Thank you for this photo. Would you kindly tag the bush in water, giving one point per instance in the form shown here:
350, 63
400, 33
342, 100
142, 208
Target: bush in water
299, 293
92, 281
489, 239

—————

◆ TO BE DONE ◆
Render the records above as a Markdown table with two columns, Row and Record text. Number each line in order and skip any blank lines.

◆ OUTPUT OF THE EXERCISE ◆
| Row | Record text |
|---|---|
| 1 | Thank you for this photo. Would you kindly tag the bush in water, giving one point per instance in the form shown here: |
| 2 | 350, 63 |
| 3 | 400, 33 |
| 4 | 342, 100 |
| 5 | 142, 208 |
| 6 | Target: bush in water |
| 7 | 299, 293 |
| 8 | 92, 281 |
| 9 | 489, 239 |